**Aim**
Can you write out the lines below again, switching "Where can you see" to "Where do you spot" everywhere it occurs and leaving everything else unchanged?

Dataset entries:
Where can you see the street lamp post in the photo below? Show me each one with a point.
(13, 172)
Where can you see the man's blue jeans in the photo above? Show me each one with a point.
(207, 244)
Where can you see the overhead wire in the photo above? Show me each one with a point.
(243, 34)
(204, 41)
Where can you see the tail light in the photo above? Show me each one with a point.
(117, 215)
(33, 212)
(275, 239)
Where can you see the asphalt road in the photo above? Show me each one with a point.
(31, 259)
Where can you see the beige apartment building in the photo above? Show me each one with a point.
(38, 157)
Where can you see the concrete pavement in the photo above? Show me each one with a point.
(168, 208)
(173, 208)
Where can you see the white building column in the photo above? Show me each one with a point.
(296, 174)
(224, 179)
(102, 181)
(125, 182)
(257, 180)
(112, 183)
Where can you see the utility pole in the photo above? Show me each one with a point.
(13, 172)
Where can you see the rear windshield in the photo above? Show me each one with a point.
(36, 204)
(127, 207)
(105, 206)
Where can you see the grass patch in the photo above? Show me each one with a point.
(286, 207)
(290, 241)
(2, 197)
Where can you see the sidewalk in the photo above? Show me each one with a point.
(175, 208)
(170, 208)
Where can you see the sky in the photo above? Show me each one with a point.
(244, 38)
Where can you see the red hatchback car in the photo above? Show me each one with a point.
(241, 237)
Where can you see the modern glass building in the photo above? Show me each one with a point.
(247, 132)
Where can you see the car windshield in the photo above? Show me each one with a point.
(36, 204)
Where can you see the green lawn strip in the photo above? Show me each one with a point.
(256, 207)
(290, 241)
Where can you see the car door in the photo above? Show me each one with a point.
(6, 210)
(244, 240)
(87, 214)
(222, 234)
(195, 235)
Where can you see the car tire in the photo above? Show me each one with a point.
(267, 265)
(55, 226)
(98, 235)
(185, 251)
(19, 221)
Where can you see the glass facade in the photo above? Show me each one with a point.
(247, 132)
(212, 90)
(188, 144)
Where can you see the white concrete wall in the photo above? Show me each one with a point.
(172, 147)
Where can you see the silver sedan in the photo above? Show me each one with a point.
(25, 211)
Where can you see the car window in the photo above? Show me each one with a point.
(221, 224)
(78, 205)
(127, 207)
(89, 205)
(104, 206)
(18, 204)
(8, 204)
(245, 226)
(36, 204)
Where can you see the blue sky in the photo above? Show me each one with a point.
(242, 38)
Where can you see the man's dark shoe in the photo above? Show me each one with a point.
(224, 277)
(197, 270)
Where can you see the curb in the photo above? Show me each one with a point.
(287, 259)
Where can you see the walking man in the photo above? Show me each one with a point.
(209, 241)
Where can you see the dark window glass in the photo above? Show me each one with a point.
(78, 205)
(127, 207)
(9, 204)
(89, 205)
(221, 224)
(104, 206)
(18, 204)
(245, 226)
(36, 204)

**Correct response**
Where do you spot the street lamp post in the photo below? Show me each one with a point.
(13, 172)
Where do you spot the man's blue jeans in the photo above? Show me each one with a point.
(207, 244)
Where do you spot the overhead wire in the photo above? Show me each one with a point.
(243, 34)
(204, 41)
Where do you spot the tail light in the photo above? Show me each one with a point.
(117, 215)
(33, 212)
(275, 239)
Where do you spot the asphalt road in the photo above? Show me each one with a point.
(31, 259)
Where do you spot the beige apartment building in the photo above? Show me each one with a point.
(38, 157)
Where do you spot the concrete pavement in the photo above? Show me each one with a point.
(168, 208)
(173, 208)
Where do you spot the white building column in the photo above? Show me each one with a point.
(296, 174)
(224, 179)
(102, 181)
(125, 182)
(257, 180)
(112, 183)
Where do you spot the utility pole in the photo above? Show me each one with a point.
(13, 172)
Where do you spot the rear windshield in the photo above? Show me each one with a point.
(36, 204)
(127, 207)
(105, 206)
Where do you spot the grass patch in the photo above? Show me each one with a point.
(286, 207)
(290, 241)
(2, 197)
Where do you spot the sidewalk in the photo above? Show me each one with a point.
(175, 208)
(170, 208)
Where do you spot the sky in the photo above? Show me each one with a point.
(244, 38)
Where do you spot the red hatchback car in the photo above? Show me each one with a point.
(241, 237)
Where do you spot the modern glass building in the photo above? Show me each one with a point.
(247, 132)
Where do you spot the car windshield in the photo above? Show me each one with a point.
(36, 204)
Where do you spot the green lawn strip in the photo above? Show me each one with a point.
(256, 207)
(290, 241)
Where do you spot the car door in the photo above? Show me each one with a point.
(6, 210)
(244, 240)
(87, 214)
(222, 234)
(195, 235)
Where do you spot the car tire in the photo above? Show me each one with a point.
(267, 265)
(55, 226)
(98, 235)
(185, 251)
(19, 221)
Where do you spot the glass facade in the photo above? Show me each one with a point.
(247, 132)
(212, 90)
(188, 144)
Where do you spot the white concrete wall in the photo above? Show me each one with a point.
(172, 147)
Where do you spot the silver sedan in the photo above? Show me each one with a point.
(25, 211)
Where do you spot the car window in the photo above? Show me each one with a point.
(221, 224)
(78, 205)
(127, 207)
(89, 205)
(104, 206)
(18, 204)
(8, 204)
(245, 226)
(36, 204)
Where do you spot the blue sky in the photo above? Show me each one with a point.
(242, 38)
Where do you spot the man's dark shoe in the photo above? Show me each one with a point.
(224, 277)
(197, 270)
Where do you spot the curb in the photo above? Show me each one with a point.
(287, 259)
Where do you spot the walking man in the photo above? Show me each one with a point.
(209, 241)
Where do you spot the dark window glass in the photo above? Show me each one with a point.
(78, 205)
(127, 207)
(9, 204)
(89, 205)
(221, 224)
(104, 206)
(18, 204)
(245, 226)
(36, 204)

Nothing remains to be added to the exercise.